● Given request A:
List every record producer named in the Texas Hippie Coalition text.
● Given request B:
Condense the paragraph of the Texas Hippie Coalition text that begins "In early 2012" into a short bulleted list that keeps its main facts.
● Given request C:
Write a continuation of the Texas Hippie Coalition text, starting after its final sentence.

● Page extract:
========
Texas Hippie Coalition (sometimes stylized THC) is an American heavy metal band from Denison, Texas.

History 
The band was formed in Denison, Texas by Big Dad Ritch, along with his friend John Exall and other friends. Several lineup changes occurred before, Rollin, with producer Dave Prater. Rollin arrived on July 6, 2010, which was their first national release.

In early 2012 the group began working with producer Bob Marlette. Their first single "Turn It Up" was released in June of that same year. Peacemaker was released on August 14, 2012, and was ranked 20 on Billboard Hard Rock Albums.

In February 2014, it was announced that Ride On, the fourth studio album from the quartet is expected to be released October 7, 2014. The record was produced by Skidd Mills, known for working with Saving Abel, Sick Puppies and others, at Sound Kitchen Studios. "Ride On" has been described by the band as, "the next level," "a little more raw, a little grittier," and "our way of letting everybody know that rock 'n' roll ain't dead."

During that same year, the ensemble also performed at Rocklahoma and Rock on the Range in May in addition to Mayhem Festival in the summer of 2014.
========
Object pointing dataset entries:
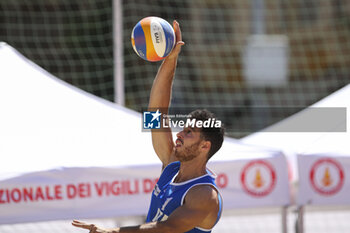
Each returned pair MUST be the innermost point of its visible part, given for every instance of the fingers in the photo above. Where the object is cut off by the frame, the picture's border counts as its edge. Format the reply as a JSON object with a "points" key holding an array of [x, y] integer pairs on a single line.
{"points": [[177, 31]]}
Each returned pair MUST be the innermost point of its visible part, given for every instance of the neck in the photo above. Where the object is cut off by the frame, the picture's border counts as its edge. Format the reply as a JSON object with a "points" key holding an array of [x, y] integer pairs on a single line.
{"points": [[190, 170]]}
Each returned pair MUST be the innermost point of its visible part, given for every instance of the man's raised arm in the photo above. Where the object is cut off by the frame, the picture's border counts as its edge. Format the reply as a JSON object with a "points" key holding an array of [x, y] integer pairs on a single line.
{"points": [[160, 99]]}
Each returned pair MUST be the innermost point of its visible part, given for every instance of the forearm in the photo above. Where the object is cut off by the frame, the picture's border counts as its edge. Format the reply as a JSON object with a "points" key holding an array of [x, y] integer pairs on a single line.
{"points": [[162, 85], [152, 227]]}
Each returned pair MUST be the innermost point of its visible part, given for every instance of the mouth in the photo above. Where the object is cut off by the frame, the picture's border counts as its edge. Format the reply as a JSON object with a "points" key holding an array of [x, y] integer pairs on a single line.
{"points": [[178, 142]]}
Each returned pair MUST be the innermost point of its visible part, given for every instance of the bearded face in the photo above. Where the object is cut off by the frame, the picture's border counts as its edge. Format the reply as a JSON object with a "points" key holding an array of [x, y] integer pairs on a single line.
{"points": [[187, 152]]}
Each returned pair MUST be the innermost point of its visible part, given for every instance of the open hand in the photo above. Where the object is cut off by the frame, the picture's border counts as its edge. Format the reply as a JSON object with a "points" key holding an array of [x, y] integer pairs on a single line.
{"points": [[178, 41]]}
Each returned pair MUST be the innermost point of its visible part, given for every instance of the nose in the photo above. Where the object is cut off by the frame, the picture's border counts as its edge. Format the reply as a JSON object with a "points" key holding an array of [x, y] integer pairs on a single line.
{"points": [[180, 134]]}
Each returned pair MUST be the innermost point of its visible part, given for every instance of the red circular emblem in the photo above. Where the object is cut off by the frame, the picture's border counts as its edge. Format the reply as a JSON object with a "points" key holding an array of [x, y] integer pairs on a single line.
{"points": [[258, 178], [327, 176]]}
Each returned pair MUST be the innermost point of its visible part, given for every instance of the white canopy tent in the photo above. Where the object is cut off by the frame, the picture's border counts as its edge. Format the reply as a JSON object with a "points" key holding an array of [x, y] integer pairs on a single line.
{"points": [[321, 158], [66, 152]]}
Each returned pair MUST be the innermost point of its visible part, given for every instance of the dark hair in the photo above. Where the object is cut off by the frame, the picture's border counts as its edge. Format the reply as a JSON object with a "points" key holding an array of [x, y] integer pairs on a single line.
{"points": [[213, 134]]}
========
● Written response A:
Dave Prater, Bob Marlette, Skidd Mills

● Written response B:
- Early 2012: the group started working with producer Bob Marlette.
- June 2012: first single "Turn It Up" released.
- August 14, 2012: Peacemaker released, ranked 20 on Billboard Hard Rock Albums.

● Written response C:
On February 23, 2016, the ensemble announced that their fifth studio album, Dark Side of Black, would be released on April 22, 2016. In April and May 2016, the band is scheduled to tour in support of this work, which includes performances at Rock on the Range, Rocklahoma and River City Rockfest.

In June 2016, the band announced the addition of guitarist Nevada Romo.

In August 2017, Ritch announced that the ensemble plans to release their sixth studio album in 2018. On January 12, 2018, Exall announced that he and the band had parted ways, leaving Ritch as the sole original band member.  In early 2018, Larado Romo, brother of guitarist Nevada Romo, joined the ensemble on bass guitar.

During the first week of 2019, percussionist Timmy Braun and the band parted ways.  Braun was replaced by Devon Carothers.

On March 29, 2019, "Moonshine", the first single from High in the Saddle, the sixth studio album from the group, was released.  At that time, the ensemble announced that the work would be released on May 31, 2019, the first from the band released through Entertainment One.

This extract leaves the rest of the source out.